Location identification entries:
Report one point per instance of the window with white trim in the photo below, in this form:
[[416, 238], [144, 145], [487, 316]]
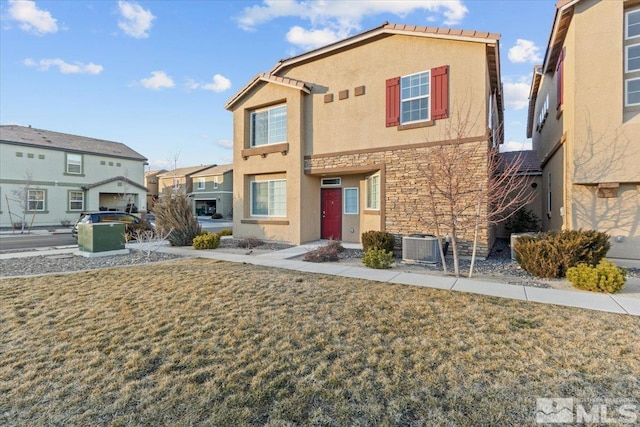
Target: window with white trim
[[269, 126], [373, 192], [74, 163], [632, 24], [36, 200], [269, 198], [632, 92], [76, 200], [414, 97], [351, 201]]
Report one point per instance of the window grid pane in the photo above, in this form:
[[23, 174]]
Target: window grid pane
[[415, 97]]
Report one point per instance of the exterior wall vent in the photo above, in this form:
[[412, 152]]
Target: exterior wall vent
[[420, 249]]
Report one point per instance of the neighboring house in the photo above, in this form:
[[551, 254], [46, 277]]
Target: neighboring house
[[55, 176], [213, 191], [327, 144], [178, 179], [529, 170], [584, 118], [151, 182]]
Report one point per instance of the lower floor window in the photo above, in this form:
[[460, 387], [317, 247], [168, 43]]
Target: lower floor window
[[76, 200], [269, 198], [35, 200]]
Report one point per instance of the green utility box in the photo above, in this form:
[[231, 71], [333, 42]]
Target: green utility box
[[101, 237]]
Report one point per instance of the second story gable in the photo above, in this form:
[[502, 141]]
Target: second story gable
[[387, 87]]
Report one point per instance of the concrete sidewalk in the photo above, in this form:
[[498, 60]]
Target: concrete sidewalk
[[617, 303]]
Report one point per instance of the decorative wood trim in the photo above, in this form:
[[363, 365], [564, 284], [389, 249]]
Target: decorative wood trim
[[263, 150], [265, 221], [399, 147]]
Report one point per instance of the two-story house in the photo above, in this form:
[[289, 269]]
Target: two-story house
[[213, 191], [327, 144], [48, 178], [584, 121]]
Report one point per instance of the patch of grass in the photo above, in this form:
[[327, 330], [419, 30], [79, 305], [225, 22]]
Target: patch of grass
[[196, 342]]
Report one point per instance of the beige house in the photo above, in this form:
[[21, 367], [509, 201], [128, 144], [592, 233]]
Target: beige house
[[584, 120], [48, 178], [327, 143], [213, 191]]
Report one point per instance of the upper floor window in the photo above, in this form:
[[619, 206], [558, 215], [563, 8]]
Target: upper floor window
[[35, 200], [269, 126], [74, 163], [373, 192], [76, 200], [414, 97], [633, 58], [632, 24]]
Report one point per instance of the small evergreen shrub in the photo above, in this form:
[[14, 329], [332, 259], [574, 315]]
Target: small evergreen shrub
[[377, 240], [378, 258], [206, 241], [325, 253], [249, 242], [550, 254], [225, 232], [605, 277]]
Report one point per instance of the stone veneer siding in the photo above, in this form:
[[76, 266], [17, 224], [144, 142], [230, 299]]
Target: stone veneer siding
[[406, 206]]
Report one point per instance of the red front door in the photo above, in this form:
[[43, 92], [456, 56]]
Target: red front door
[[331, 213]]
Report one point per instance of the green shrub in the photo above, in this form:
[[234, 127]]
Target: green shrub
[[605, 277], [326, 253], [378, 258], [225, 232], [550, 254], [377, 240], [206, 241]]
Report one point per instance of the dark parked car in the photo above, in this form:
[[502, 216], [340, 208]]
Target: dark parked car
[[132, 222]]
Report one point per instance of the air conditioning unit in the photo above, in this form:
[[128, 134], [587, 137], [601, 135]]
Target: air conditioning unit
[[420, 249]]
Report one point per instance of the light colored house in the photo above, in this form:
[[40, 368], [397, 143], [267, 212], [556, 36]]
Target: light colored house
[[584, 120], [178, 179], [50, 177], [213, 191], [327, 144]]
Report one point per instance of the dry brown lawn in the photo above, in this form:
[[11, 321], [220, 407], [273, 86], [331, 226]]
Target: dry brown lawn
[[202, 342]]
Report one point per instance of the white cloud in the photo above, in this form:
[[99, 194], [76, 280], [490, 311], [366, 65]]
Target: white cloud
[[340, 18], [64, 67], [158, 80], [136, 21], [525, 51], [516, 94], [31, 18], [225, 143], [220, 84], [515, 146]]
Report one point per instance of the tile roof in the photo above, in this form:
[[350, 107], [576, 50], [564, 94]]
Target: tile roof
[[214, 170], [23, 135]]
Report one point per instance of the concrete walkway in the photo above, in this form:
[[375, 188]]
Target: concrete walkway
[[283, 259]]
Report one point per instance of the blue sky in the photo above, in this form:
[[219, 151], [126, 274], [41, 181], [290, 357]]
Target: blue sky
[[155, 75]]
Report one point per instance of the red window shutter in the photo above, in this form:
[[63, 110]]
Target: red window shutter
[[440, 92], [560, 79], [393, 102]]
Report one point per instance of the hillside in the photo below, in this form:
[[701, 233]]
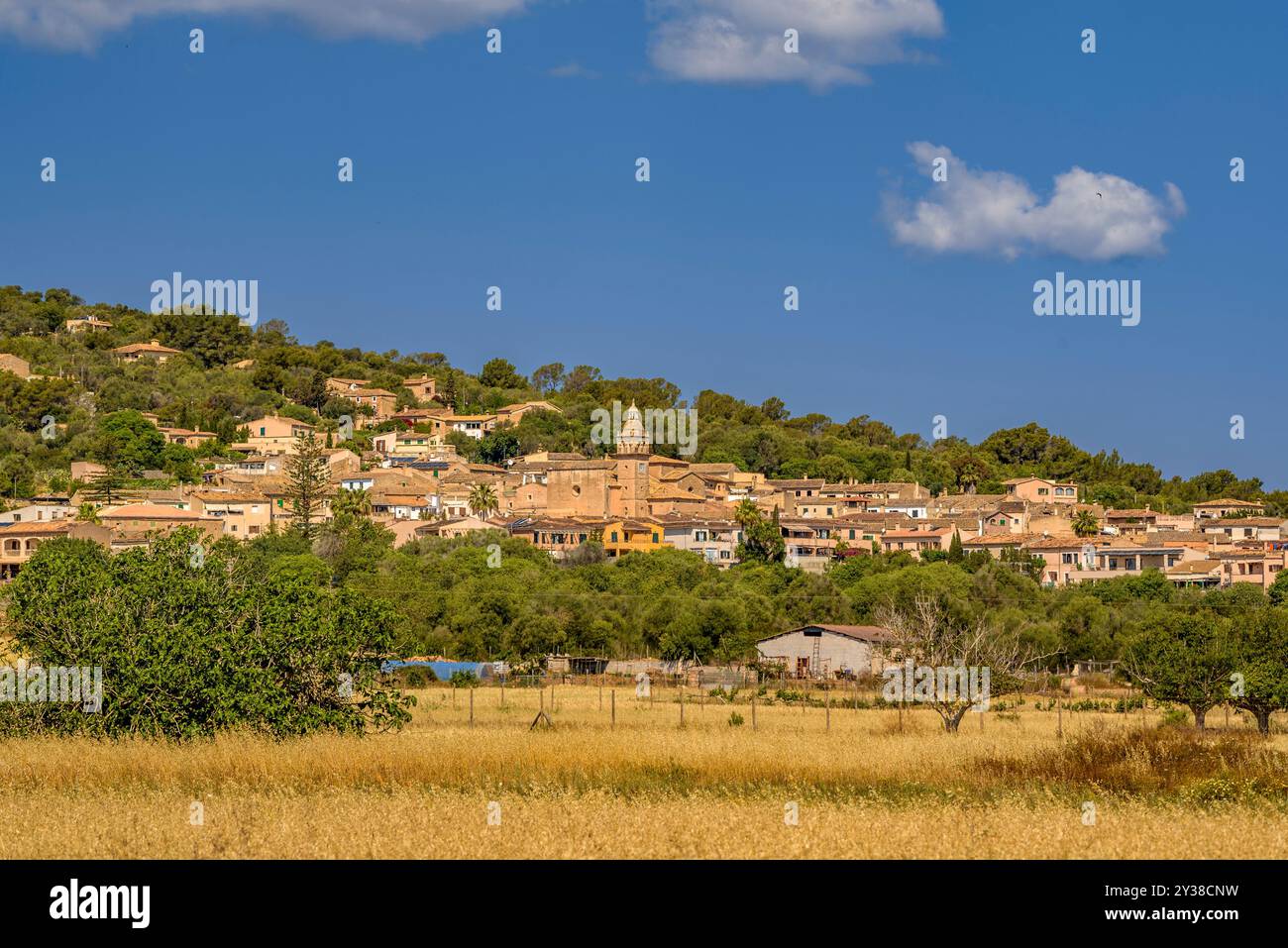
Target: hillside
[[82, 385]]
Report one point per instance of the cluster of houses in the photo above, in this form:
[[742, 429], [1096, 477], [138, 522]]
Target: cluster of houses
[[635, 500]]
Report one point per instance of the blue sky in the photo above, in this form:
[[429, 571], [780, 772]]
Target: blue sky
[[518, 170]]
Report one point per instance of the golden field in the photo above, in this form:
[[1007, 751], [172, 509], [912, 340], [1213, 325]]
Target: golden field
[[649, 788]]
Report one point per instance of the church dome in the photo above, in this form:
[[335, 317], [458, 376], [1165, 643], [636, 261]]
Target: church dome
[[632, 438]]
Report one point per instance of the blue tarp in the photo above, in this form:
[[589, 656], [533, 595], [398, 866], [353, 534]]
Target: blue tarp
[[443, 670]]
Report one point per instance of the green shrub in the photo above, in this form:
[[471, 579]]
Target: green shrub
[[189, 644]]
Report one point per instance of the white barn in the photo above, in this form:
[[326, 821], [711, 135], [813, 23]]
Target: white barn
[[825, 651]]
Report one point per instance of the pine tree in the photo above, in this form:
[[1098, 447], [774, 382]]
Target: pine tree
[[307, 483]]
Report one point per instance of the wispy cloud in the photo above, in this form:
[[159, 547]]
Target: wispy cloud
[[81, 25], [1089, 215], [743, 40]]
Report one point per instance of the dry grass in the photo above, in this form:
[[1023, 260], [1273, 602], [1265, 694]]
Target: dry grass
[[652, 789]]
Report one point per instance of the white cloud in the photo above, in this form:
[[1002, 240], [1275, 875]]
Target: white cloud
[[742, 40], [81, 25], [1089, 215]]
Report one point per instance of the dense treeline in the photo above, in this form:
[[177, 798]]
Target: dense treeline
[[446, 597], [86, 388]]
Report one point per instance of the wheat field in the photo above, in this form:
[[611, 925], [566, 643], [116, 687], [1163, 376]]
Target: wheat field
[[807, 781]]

STATED PROBLEM:
Reproduce the stretch from the line containing "Report one point per instance of the two-story" through the line containing "58], [632, 24]]", both included, and scale every coordinate in the answer point lists by 2.5, rounding to whole numbers with halves rounded up. Copy all other lines, including the sample point lists, unchanged, and give only this stretch.

THE COMPLETED TASK:
Report one point per instance of the two-story house in the photo above, in this form:
[[289, 269]]
Target: two-story house
[[533, 478], [818, 360], [120, 445], [1460, 303]]
Report one point per instance of the patch of grass in the photo above, in this form:
[[327, 330], [419, 30], [79, 305], [225, 22]]
Target: patch of grass
[[490, 855]]
Report one point per instance of the beige house in the photo above, in this form:
[[21, 367], [509, 201], [128, 144], [592, 233]]
Target: beige house
[[1460, 300], [120, 445], [818, 358], [533, 478]]
Report one point per instance of the upper floor window in the photo above, in this form:
[[619, 206], [558, 215], [563, 8]]
Target: upper floor window
[[88, 500], [673, 315], [185, 408], [933, 480], [190, 500], [1035, 243], [1583, 145], [1580, 60]]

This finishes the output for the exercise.